Alıntılanan metin:

┄┄┄┄┄┄

Lütfen söyler misiniz,
Sevgilim,
Bir ülke senin gövden kadar masum olsaydı
Bir tek anne oğlunu devletten sormazdı…
diye yazıp hepimize “Nasıl yani?!?” dedirten bir şairi tanıtan yazıya nasıl bir giriş yazılır?
Bizi en çok hangi listeler yoruyor biliyor musunuz? Şairleri anlatmaya çalıştığımız listeler, hem de açık ara… Gerçekten çok bitkin düşürüyor, çünkü şiirin kendisi zaten bir duygunun, durumun, sorunun (ya da siz ne derseniz), bir dil aracılığıyla en güzel şekilde ifade edilmiş hali.
İnsanı, aşkı, yoksulluğu, çaresizliği ve hatta öfkeyi bu denli güzel ifade eden bir insan için biz fâniler ne söyleyebiliriz ki! Yani okuyucuyu şiire, şaire hazırlamaya çalışmak nafile bir çaba (deyip hâlâ uzatıyoruz). En güzeli, sizi Şükrü Erbaş’la baş başa bırakıp, buna vesile olmakla kendimizi avutmak.
1. Acemi bir şairden, “şiirin yaşayan tanrısı”na
1953’te Yozgɑt’tɑ doğdu. Yazmaya lise yıllarında başladı. O dönemi acemiliklerle dolu bir dönem olarak adlandırır, ama kendisini bugünlere taşıdığı için de minnettardır o günlere.
Kızım mavi
Oğlum yağmur
Bengisuyu toprağımın
Sevdim telaşını
Dünya evim
Gök bahçemiz
Karım gölgesi derin
Bir mihnet ağacı
Yaşadım kırk yıl
Sevinç ve hüzün
Aşk ile cesur
Büyüdü yüreğim
Boyun eğdi çokluk
Düşlerim gerçeğime
Aklım ömrüme yük
Yürümeyi öğrendim
Işık ve su
Ekmek ve rüzgar
Azizmiş meğer
Az da olsa payım
Yaşamayı sevdim.

┄┄┄┄┄┄

Çıkarılan satırlar:
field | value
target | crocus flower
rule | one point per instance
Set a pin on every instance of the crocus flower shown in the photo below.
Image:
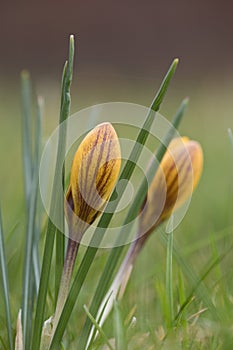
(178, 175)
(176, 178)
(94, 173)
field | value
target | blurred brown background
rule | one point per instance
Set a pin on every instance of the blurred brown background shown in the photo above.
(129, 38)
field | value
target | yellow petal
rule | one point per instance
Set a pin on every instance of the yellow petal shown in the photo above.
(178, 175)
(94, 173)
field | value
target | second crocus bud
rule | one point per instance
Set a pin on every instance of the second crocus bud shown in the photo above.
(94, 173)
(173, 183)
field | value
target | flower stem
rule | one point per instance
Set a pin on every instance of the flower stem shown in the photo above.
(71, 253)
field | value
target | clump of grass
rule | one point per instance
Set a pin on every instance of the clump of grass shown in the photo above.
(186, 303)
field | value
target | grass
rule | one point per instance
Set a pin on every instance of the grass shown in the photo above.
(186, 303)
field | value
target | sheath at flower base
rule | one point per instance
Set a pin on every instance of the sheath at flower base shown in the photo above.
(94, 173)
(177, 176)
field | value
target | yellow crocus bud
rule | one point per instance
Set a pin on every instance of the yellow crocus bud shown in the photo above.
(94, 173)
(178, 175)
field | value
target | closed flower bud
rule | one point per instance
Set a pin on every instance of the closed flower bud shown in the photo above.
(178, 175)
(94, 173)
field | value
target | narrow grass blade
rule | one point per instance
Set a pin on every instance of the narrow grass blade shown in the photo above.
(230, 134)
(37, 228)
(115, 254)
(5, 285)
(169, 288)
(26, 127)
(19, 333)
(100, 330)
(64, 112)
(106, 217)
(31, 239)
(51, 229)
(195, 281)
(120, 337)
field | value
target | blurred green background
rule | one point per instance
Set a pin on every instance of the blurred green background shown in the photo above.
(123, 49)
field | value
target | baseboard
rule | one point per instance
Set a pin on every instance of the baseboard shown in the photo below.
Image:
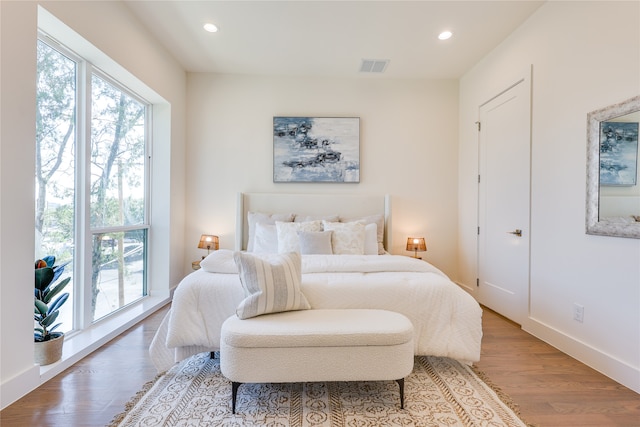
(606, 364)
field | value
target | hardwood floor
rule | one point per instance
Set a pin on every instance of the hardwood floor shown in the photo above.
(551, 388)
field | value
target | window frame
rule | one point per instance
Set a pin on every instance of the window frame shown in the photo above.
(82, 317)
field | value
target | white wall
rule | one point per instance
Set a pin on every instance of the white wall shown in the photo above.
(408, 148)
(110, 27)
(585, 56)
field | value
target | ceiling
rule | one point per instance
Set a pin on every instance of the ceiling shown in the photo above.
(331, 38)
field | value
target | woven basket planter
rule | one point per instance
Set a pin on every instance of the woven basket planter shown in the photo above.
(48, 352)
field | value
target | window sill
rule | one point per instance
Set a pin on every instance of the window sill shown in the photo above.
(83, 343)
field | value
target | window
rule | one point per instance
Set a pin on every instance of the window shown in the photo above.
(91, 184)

┄┄┄┄┄┄

Şükrü Erbaş'ı tanıtan metne göre şu soruları lütfen yanıtlayın:
1. Yazarlar kendilerini en çok hangi listelerin yorduğunu söylüyor?
2. Şair hangi yıl doğdu ve yazmaya ne zaman başladı?
3. Şiirde "Dünya evim" dizesinden hemen sonra hangi dize geliyor?

Beklenen cevap:
1. Şairleri anlatmaya çalıştıkları listeler.
2. 1953'te doğdu, yazmaya lise yıllarında başladı.
3. "Gök bahçemiz"